Steps and Movements Used

  • Doubles forward by the left foot and right (DL and DR) and back (DLb and DRb)
  • Turn Single (TS)
  • Clap at the end of a double
  • Sides (SdR and SdL)
  • Arms (AR and AL)

Choreography

RoundAsMany.PNG

This dance starts with any number of couples (though it is more practical to limit the circle, perhaps to about seven couples or fewer) in a circle, man on the left and woman on the right.

First Verse

Holding hands around the circle and facing left, do two forward doubles around to the left, let go and turn single; repeat to the right.

DL, DR, TS
DR, DL, TS

Chorus

2nd Strain

The men go once clockwise around the center holding hands, and end up back in their places (see notes below). Then the women do likewise.

Any footwork you like (as long as it gets you there without mishap).

3rd Strain

Men go forward to meet in the middle, and clap their hands. Women go forward to meet and clap, as the men go back out. Men go in again to meet and clap (see notes below), as the women go back out. Men turn single while going out to their places. Repeat this entire figure with reversed roles, the women going first.

DL Clap (men)
DL Clap (women) simultaneous with DRb (men)
DL Clap (men) simultaneous with DRb (women)
TS (men)
DL Clap (women)
DL Clap (men) simultaneous with DRb (women)
DL Clap (women) simultaneous with DRb (men)
TS (women)

Second Verse

Sides by the right with partners, turn single, sides by the left, turn single.

SdR TS
SdL TS

Chorus

Do the first chorus with reversed roles, so that the women go first where the men went first before.

Third Verse

Arms by the right with partners, turn single, arms by the left, turn single.

AR TS
AL TS

Chorus

As first chorus.

Notes

This version is more specific about footwork than the original Playford instructions. The kind of doubles used to circle around at the beginning is not specified in Playford, but it appears that both of the first two doubles must go the same way around the circle, because when the figure is repeated it goes "back againe". The doubles and the specific feet recommended in the third strain are conjectural, and may reasonably be replaced with other footwork.

- RECORDED DATA

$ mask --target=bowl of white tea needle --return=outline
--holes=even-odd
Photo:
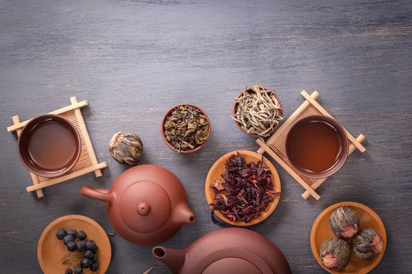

- WORK TO DO
- A) In the dance instructions, roughly how many couples is the circle suggested to be limited to?
- B) Rewrite the paragraph of the dance instructions that begins "This version is more specific" as a short bulleted list that keeps its main facts.
- C) Return the passage of the dance instructions between "Any footwork you" and "women going first.", inclusive, copied word for word.

- ANSWERS FOR THIS EXERCISE
- A) About seven couples or fewer.

- B)
- This version gives more specific footwork than the original Playford instructions.
- Playford doesn't say what kind of doubles are used to circle around at the beginning.
- The first two doubles seem to go the same way around the circle, because the repeat goes "back againe."
- The doubles and feet suggested for the third strain are guesses and may reasonably be replaced with other footwork.

- C)
Any footwork you like (as long as it gets you there without mishap).

3rd Strain

Men go forward to meet in the middle, and clap their hands. Women go forward to meet and clap, as the men go back out. Men go in again to meet and clap (see notes below), as the women go back out. Men turn single while going out to their places. Repeat this entire figure with reversed roles, the women going first.